■ **Problem details**: From the line with "Outline the sky" to the final line, print the records exactly as they are.

■ **Materials provided**:
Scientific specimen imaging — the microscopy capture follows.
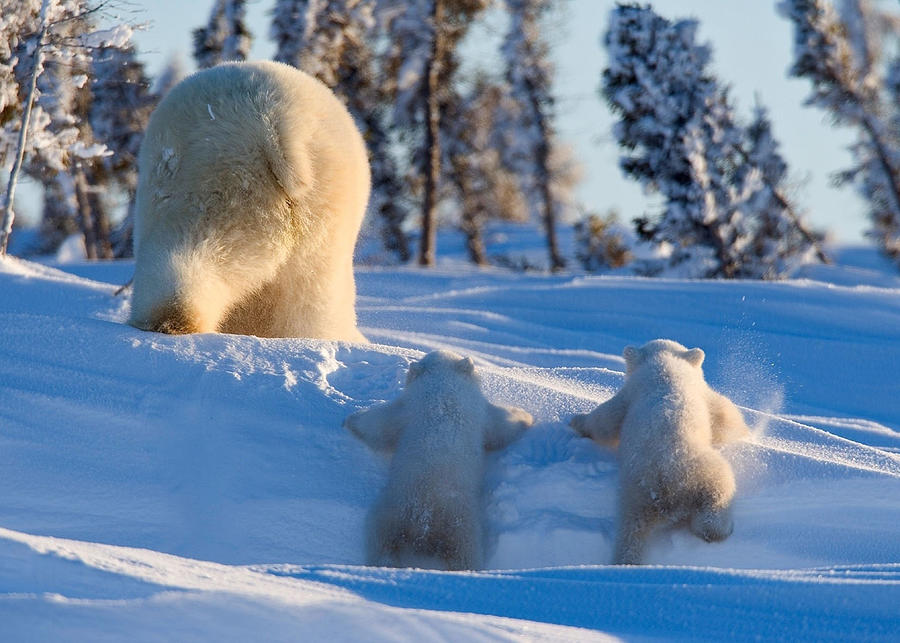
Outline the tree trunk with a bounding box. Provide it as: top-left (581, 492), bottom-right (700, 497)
top-left (418, 0), bottom-right (444, 267)
top-left (73, 165), bottom-right (98, 260)
top-left (0, 0), bottom-right (52, 255)
top-left (89, 188), bottom-right (113, 259)
top-left (534, 120), bottom-right (564, 272)
top-left (379, 199), bottom-right (411, 263)
top-left (460, 187), bottom-right (488, 267)
top-left (461, 211), bottom-right (488, 266)
top-left (859, 113), bottom-right (900, 259)
top-left (526, 76), bottom-right (564, 272)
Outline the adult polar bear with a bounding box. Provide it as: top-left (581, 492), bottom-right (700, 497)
top-left (571, 339), bottom-right (749, 565)
top-left (129, 61), bottom-right (369, 340)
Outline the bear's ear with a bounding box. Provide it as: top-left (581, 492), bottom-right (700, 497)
top-left (455, 356), bottom-right (475, 376)
top-left (623, 345), bottom-right (640, 371)
top-left (684, 347), bottom-right (705, 367)
top-left (406, 361), bottom-right (424, 384)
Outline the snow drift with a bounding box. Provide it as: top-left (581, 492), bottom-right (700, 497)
top-left (1, 249), bottom-right (899, 640)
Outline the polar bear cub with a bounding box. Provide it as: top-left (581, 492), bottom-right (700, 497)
top-left (571, 339), bottom-right (749, 565)
top-left (344, 350), bottom-right (534, 570)
top-left (129, 60), bottom-right (370, 340)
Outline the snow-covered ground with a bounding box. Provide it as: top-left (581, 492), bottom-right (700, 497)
top-left (1, 239), bottom-right (899, 641)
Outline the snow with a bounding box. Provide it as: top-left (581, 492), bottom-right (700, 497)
top-left (78, 25), bottom-right (136, 51)
top-left (1, 240), bottom-right (899, 640)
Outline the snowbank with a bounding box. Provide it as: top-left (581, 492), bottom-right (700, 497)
top-left (1, 253), bottom-right (898, 640)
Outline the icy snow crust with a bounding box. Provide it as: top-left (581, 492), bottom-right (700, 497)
top-left (1, 253), bottom-right (899, 640)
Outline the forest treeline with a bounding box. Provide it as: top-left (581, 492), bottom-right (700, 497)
top-left (2, 1), bottom-right (900, 277)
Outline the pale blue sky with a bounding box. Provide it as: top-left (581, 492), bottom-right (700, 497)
top-left (129, 0), bottom-right (866, 242)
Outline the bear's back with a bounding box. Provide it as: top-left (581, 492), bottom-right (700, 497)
top-left (388, 374), bottom-right (487, 488)
top-left (620, 353), bottom-right (713, 457)
top-left (139, 61), bottom-right (344, 207)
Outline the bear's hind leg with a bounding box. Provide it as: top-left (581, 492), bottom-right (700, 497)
top-left (367, 500), bottom-right (408, 568)
top-left (613, 503), bottom-right (655, 565)
top-left (687, 451), bottom-right (736, 543)
top-left (428, 502), bottom-right (482, 571)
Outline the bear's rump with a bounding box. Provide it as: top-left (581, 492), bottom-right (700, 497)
top-left (372, 484), bottom-right (479, 567)
top-left (393, 495), bottom-right (474, 546)
top-left (624, 448), bottom-right (733, 515)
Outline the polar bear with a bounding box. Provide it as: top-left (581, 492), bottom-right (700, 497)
top-left (570, 339), bottom-right (749, 565)
top-left (344, 350), bottom-right (534, 570)
top-left (128, 60), bottom-right (369, 340)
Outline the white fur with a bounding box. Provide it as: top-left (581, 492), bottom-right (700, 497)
top-left (570, 339), bottom-right (749, 565)
top-left (344, 351), bottom-right (533, 570)
top-left (129, 61), bottom-right (370, 340)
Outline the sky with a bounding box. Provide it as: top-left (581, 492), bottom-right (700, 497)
top-left (126, 0), bottom-right (867, 243)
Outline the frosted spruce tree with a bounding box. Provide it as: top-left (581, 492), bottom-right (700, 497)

■ **Answer section**:
Outline the sky with a bounding box. Provide it as: top-left (581, 492), bottom-right (700, 497)
top-left (126, 0), bottom-right (867, 243)
Outline the frosted spruce tree with a bounding box. Provide it as: top-left (581, 492), bottom-right (700, 497)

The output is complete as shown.